─── Exercise data ───

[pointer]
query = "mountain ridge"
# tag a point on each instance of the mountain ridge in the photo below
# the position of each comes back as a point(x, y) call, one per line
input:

───

*Exercise aim*
Exactly the lines from the one containing "# the position" through the final line of the records above are needed, copied word for word.

*Written reply*
# the position of each comes back as a point(x, y) call, one per line
input:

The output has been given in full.